Format the lines of the data as a numbered list, from the line containing "Please spot the sky" through the end of the data, inclusive. Leave out any blank lines.

Start of Dataset rows

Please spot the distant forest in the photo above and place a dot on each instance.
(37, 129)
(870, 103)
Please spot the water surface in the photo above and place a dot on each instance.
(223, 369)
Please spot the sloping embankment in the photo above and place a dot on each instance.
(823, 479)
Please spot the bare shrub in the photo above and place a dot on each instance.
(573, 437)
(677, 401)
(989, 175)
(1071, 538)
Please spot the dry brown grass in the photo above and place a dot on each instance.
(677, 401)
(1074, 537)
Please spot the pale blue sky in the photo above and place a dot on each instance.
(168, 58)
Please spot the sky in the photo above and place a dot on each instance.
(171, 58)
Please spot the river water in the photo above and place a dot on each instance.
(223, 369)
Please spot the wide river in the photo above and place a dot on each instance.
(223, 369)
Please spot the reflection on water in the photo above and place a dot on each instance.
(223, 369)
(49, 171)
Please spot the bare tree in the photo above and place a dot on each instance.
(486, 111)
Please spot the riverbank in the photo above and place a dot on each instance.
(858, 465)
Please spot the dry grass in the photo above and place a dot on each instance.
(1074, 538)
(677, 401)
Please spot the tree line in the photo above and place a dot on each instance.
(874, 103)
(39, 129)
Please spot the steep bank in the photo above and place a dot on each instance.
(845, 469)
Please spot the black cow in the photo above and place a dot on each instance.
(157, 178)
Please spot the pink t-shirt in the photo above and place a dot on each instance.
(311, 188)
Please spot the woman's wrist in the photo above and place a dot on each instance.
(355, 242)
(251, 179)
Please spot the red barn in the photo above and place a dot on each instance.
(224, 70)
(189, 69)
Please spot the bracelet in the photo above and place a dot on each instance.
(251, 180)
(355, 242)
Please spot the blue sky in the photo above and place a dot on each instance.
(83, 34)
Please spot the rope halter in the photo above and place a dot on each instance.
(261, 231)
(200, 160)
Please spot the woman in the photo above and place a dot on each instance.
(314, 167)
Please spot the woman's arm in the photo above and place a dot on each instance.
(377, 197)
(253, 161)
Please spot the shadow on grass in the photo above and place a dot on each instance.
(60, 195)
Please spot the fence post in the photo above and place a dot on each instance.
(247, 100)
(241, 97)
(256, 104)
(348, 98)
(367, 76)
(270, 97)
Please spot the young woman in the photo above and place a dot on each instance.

End of Dataset rows

Reply
1. Please spot the sky in the photo above and place a dot on each instance.
2. (171, 58)
3. Please spot the river water in the photo above and place a dot on each instance.
4. (223, 369)
5. Please spot the wide river in the photo above and place a dot on each instance.
6. (223, 369)
7. Please spot the reflection on water in the photo above and place a dot on each instance.
8. (223, 369)
9. (49, 171)
10. Please spot the bare tree in the photo above and place a dot on each instance.
11. (486, 111)
12. Please spot the riverbank in the photo above and place a dot on each instance.
13. (858, 465)
14. Please spot the dry grass in the photo above and place a dot on each instance.
15. (1074, 538)
16. (677, 401)
17. Please spot the tree line in the photo above and place a dot on each instance.
18. (874, 103)
19. (39, 129)
20. Please spot the steep bank in the photo above and place a dot on each instance.
21. (845, 469)
22. Please spot the black cow in the photo above and place a dot on each instance.
23. (157, 178)
24. Please spot the pink t-shirt in the photo above and place a dot on each instance.
25. (311, 188)
26. Please spot the woman's wrist in the photo above and place a dot on each instance.
27. (355, 242)
28. (251, 179)
29. Please spot the red barn in the photo above and place a dot on each instance.
30. (224, 70)
31. (189, 69)
32. Please spot the bracelet in the photo above and place a dot on each instance.
33. (251, 180)
34. (355, 242)
35. Please spot the blue sky in the photo above and place a dot on each instance.
36. (83, 34)
37. Please spot the rope halter in the photo above and place a dot on each instance.
38. (261, 231)
39. (200, 160)
40. Please spot the woman in the photo above and place a dot on each instance.
41. (314, 167)
42. Please spot the woman's arm in the photo above and place a dot on each instance.
43. (377, 197)
44. (253, 161)
45. Please spot the shadow on grass in the photo above and place a dot on each instance.
46. (60, 195)
47. Please spot the fence post in the photo above and place a dot on each instance.
48. (247, 100)
49. (241, 97)
50. (256, 104)
51. (348, 98)
52. (367, 76)
53. (270, 97)
54. Please spot the young woman in the photo above and place a dot on each instance.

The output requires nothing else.